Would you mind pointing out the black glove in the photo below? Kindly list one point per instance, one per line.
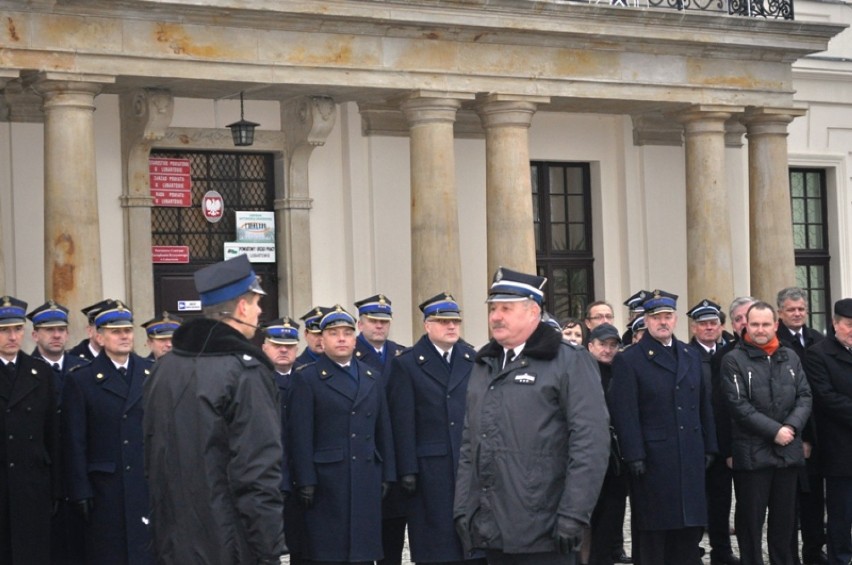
(636, 468)
(463, 533)
(84, 507)
(306, 495)
(568, 536)
(408, 484)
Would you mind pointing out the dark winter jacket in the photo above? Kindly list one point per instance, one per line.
(535, 445)
(213, 450)
(764, 393)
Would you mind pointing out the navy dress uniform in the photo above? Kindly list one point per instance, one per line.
(285, 331)
(341, 445)
(50, 315)
(66, 539)
(102, 419)
(426, 398)
(379, 307)
(311, 320)
(662, 414)
(29, 447)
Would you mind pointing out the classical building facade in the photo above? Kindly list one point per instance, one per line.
(397, 141)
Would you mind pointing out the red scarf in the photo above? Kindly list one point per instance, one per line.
(770, 347)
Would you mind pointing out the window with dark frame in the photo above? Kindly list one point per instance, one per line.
(562, 212)
(810, 241)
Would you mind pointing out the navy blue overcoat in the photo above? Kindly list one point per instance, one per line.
(102, 439)
(340, 442)
(426, 398)
(662, 414)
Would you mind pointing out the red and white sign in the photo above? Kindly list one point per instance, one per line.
(212, 206)
(171, 182)
(170, 253)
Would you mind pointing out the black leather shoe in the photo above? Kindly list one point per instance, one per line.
(819, 559)
(729, 559)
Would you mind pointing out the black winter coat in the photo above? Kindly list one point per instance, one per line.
(764, 393)
(213, 450)
(535, 444)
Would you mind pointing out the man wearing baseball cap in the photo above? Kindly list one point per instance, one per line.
(534, 402)
(213, 431)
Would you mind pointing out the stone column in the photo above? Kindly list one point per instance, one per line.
(145, 117)
(71, 229)
(772, 256)
(435, 255)
(307, 121)
(508, 188)
(708, 226)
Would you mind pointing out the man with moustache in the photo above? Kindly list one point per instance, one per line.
(29, 444)
(661, 412)
(426, 396)
(342, 448)
(829, 371)
(213, 452)
(536, 440)
(103, 446)
(281, 344)
(769, 401)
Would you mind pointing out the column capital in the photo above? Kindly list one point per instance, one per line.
(429, 107)
(761, 120)
(502, 110)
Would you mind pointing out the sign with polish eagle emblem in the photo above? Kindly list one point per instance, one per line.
(212, 206)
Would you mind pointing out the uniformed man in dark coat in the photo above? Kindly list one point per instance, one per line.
(160, 330)
(793, 332)
(373, 347)
(88, 348)
(29, 444)
(829, 371)
(535, 445)
(102, 440)
(706, 327)
(664, 421)
(342, 448)
(426, 396)
(313, 339)
(281, 344)
(213, 449)
(50, 333)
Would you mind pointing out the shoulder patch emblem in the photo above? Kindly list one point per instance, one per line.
(525, 379)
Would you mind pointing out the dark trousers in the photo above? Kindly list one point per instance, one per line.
(500, 558)
(719, 485)
(838, 502)
(672, 547)
(393, 540)
(607, 523)
(811, 510)
(774, 489)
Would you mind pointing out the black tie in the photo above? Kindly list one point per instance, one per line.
(510, 355)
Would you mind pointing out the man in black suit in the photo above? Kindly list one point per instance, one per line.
(29, 426)
(792, 305)
(829, 371)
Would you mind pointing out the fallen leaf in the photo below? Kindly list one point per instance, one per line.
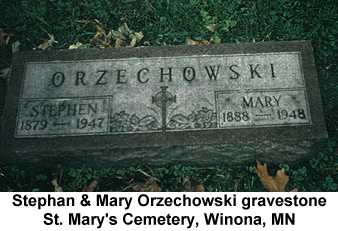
(272, 183)
(190, 41)
(91, 187)
(212, 27)
(5, 73)
(47, 43)
(16, 47)
(191, 185)
(149, 186)
(5, 37)
(136, 38)
(57, 187)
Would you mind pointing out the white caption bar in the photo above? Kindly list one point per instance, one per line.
(169, 211)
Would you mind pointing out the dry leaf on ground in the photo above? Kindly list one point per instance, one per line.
(47, 43)
(5, 37)
(5, 73)
(91, 187)
(190, 185)
(150, 185)
(190, 41)
(57, 187)
(272, 183)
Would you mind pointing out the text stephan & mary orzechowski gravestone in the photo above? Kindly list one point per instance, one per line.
(157, 105)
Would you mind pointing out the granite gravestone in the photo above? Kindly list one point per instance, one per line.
(157, 105)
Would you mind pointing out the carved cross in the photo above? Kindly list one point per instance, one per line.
(163, 100)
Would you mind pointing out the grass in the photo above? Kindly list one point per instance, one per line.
(165, 22)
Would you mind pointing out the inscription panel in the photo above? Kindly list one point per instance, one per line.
(162, 94)
(262, 108)
(55, 117)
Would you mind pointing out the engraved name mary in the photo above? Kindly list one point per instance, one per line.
(162, 94)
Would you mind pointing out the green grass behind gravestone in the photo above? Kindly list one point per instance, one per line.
(165, 22)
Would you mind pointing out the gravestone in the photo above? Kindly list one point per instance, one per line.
(157, 105)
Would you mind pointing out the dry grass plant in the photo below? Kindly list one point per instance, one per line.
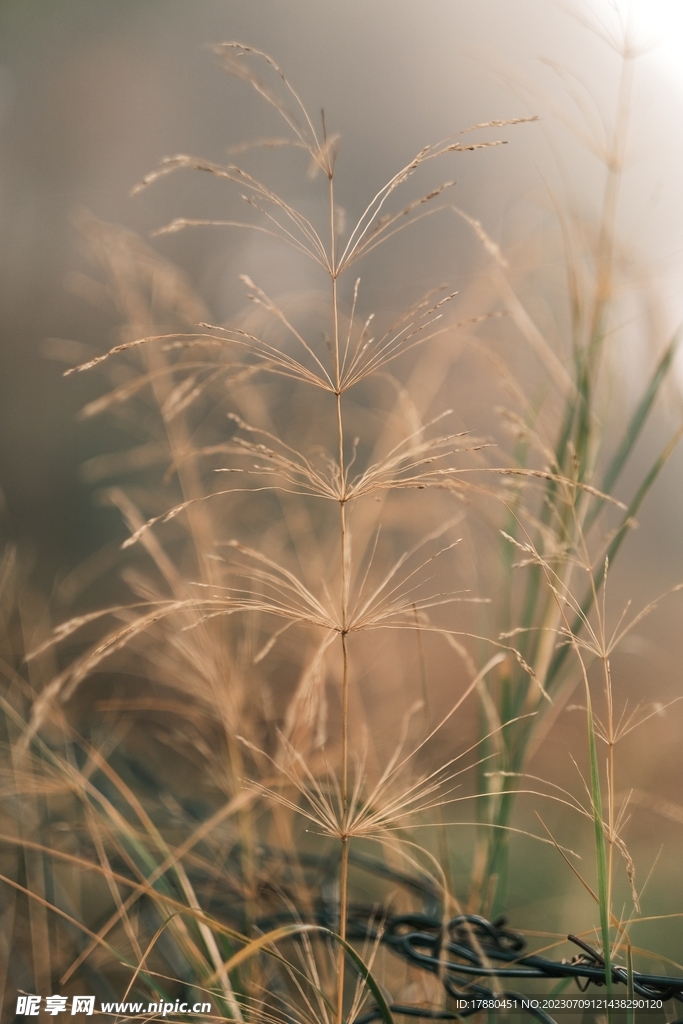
(317, 503)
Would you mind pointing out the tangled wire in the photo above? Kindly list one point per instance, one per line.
(468, 953)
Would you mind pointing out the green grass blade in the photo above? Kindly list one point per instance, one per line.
(630, 1010)
(600, 851)
(612, 550)
(636, 425)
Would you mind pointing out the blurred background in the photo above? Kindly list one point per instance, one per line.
(93, 94)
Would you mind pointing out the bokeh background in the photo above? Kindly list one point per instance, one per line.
(93, 93)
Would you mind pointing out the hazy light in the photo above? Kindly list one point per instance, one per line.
(658, 23)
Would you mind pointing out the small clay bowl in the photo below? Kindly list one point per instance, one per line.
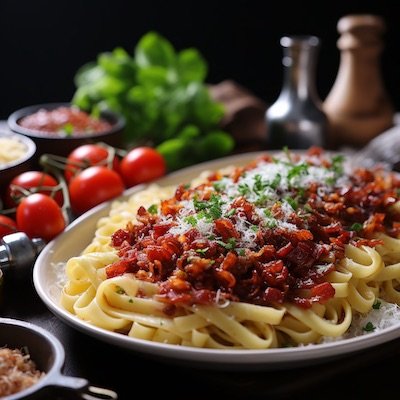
(47, 352)
(63, 145)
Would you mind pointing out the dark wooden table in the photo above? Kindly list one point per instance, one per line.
(358, 375)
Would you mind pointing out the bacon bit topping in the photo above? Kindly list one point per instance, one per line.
(267, 233)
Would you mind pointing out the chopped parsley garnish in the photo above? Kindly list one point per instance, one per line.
(254, 228)
(190, 219)
(268, 213)
(202, 251)
(308, 208)
(119, 290)
(369, 327)
(330, 181)
(259, 185)
(244, 189)
(230, 212)
(297, 170)
(209, 210)
(276, 181)
(219, 186)
(68, 129)
(377, 305)
(153, 209)
(356, 227)
(337, 164)
(272, 223)
(231, 244)
(292, 202)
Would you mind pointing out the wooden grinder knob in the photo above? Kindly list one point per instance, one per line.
(358, 107)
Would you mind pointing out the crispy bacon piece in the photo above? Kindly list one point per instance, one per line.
(286, 262)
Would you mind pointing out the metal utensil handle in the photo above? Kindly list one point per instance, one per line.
(87, 392)
(97, 393)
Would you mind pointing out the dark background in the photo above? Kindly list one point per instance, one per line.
(43, 43)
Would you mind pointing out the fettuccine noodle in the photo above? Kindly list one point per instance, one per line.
(315, 257)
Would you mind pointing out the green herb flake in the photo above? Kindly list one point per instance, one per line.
(297, 170)
(292, 202)
(153, 209)
(230, 212)
(231, 244)
(337, 164)
(119, 290)
(254, 228)
(209, 210)
(308, 208)
(202, 251)
(356, 227)
(219, 186)
(272, 223)
(68, 129)
(276, 181)
(268, 213)
(244, 189)
(369, 327)
(377, 305)
(190, 219)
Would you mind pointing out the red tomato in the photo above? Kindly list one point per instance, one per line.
(92, 186)
(7, 226)
(85, 156)
(142, 164)
(32, 181)
(39, 215)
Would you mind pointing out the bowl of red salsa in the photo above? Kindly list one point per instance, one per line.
(58, 128)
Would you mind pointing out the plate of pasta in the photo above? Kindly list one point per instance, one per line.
(265, 260)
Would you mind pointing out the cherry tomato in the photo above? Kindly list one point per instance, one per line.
(142, 164)
(92, 186)
(7, 226)
(31, 180)
(39, 215)
(85, 156)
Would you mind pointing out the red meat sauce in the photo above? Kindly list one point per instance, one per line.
(285, 266)
(64, 121)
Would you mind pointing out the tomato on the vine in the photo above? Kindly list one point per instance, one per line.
(142, 164)
(32, 180)
(39, 215)
(92, 186)
(86, 156)
(7, 226)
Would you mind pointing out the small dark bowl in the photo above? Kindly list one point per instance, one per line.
(25, 163)
(47, 352)
(62, 146)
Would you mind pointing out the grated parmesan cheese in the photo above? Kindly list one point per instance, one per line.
(17, 371)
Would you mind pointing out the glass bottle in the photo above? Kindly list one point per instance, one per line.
(296, 119)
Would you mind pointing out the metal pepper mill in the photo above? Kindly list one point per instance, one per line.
(296, 119)
(18, 252)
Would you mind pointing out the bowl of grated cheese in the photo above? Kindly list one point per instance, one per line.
(31, 363)
(16, 155)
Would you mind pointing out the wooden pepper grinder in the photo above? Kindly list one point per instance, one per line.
(358, 107)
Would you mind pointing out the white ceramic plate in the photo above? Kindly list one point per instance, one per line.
(79, 234)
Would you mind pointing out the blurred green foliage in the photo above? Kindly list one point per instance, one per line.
(162, 95)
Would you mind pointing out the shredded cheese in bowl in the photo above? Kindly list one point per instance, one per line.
(17, 371)
(11, 149)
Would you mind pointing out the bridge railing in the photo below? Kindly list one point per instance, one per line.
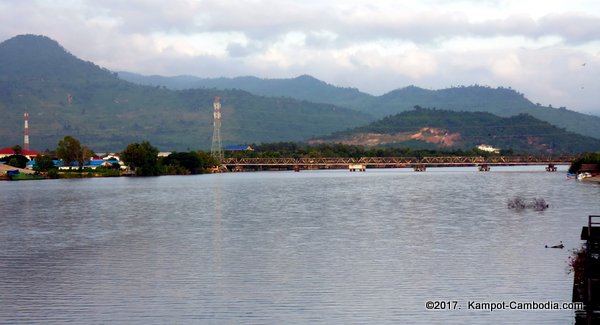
(401, 161)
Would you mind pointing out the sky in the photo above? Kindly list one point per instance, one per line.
(547, 49)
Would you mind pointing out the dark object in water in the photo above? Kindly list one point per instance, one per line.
(519, 203)
(561, 246)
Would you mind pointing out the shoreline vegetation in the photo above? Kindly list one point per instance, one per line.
(142, 159)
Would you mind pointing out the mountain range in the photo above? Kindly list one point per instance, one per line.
(501, 101)
(439, 129)
(106, 110)
(68, 96)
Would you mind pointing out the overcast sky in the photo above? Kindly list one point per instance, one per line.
(547, 49)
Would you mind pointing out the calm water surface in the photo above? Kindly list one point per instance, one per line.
(326, 247)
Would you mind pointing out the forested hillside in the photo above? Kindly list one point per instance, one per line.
(448, 129)
(67, 96)
(499, 101)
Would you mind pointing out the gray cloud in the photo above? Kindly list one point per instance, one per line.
(375, 46)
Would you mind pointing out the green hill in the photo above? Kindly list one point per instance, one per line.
(430, 128)
(67, 96)
(499, 101)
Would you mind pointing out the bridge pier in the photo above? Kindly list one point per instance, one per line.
(357, 167)
(419, 168)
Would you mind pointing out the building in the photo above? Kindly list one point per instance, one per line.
(488, 148)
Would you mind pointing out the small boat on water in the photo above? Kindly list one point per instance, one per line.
(583, 175)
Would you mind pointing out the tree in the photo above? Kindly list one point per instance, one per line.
(43, 163)
(70, 150)
(141, 157)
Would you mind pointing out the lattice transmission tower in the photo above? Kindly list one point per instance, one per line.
(26, 132)
(216, 149)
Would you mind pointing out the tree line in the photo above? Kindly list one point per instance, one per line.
(141, 158)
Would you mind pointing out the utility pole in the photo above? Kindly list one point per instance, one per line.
(26, 132)
(216, 150)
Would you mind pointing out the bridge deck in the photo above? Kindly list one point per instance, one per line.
(401, 161)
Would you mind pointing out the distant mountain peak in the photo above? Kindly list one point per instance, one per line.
(38, 56)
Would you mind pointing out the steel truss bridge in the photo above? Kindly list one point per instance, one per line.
(394, 162)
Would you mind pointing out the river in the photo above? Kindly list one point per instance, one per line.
(314, 247)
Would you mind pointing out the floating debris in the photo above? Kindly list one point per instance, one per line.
(519, 203)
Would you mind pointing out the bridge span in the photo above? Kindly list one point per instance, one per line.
(418, 163)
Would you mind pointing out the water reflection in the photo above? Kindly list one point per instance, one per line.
(312, 247)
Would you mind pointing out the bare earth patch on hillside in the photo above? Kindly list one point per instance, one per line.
(430, 135)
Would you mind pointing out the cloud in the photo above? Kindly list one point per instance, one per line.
(536, 47)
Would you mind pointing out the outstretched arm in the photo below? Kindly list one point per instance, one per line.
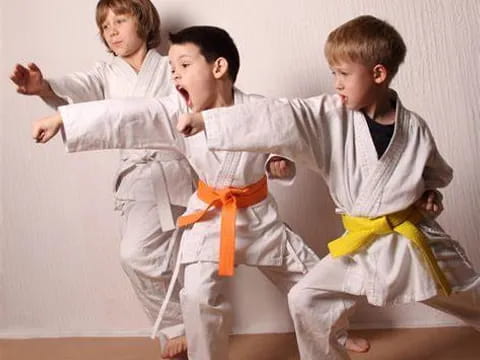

........

Given exercise
Could you rewrite only the data from the line that contains "Would you mind pointing out the water" through the end of the data, substituting "image" for "photo", leaving everything else unchanged and omitting the pictures?

Result of this task
Would you mind pointing out the water reflection in the image above? Kindly list one point per instance, one per line.
(312, 247)
Would you mind pointing out the bare earth patch on hillside in the image above? Kindly list one point per instance, one per line.
(430, 135)
Would you mind pointing out the cloud in the image above? Kindly list one point per instance, one per line.
(536, 47)
Would you mind pointing out the outstretched arm in the image below? Kindly list one point per instance, one per line.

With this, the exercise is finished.